* WORK TO DO *
Could you rewrite the records below as a two-column Markdown table, with "Row" holding each line's number and "Line" holding the line itself, leaving out any blank lines?

* RECORDS SUPPLIED *

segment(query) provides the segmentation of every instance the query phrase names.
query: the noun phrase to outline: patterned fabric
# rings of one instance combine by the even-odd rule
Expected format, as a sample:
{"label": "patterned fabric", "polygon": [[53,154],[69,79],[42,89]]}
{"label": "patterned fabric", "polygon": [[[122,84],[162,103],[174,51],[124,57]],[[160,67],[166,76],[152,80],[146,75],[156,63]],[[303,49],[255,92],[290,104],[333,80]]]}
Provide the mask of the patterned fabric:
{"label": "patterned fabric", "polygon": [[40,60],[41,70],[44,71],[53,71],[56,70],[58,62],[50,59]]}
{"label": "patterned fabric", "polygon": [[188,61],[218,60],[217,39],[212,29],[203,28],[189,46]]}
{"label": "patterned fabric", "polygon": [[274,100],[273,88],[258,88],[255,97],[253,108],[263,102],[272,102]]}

* TASK SOLUTION *
| Row | Line |
|---|---|
| 1 | segment(query) provides the segmentation of every instance the query phrase names. |
| 2 | query: the noun phrase to outline: patterned fabric |
| 3 | # rings of one instance combine by the even-odd rule |
| 4 | Expected format, as a sample: |
| 5 | {"label": "patterned fabric", "polygon": [[53,154],[69,79],[42,89]]} |
| 6 | {"label": "patterned fabric", "polygon": [[[122,84],[162,103],[174,51],[124,57]],[[160,67],[166,76],[152,80],[146,75],[156,63]],[[303,49],[255,92],[290,104],[333,80]]]} |
| 7 | Provide the mask of the patterned fabric: |
| 8 | {"label": "patterned fabric", "polygon": [[40,60],[41,70],[44,71],[53,71],[56,70],[58,62],[50,59]]} |
| 9 | {"label": "patterned fabric", "polygon": [[188,61],[218,60],[217,39],[212,29],[203,28],[189,46]]} |
| 10 | {"label": "patterned fabric", "polygon": [[274,100],[273,88],[258,88],[255,97],[253,108],[263,102],[272,102]]} |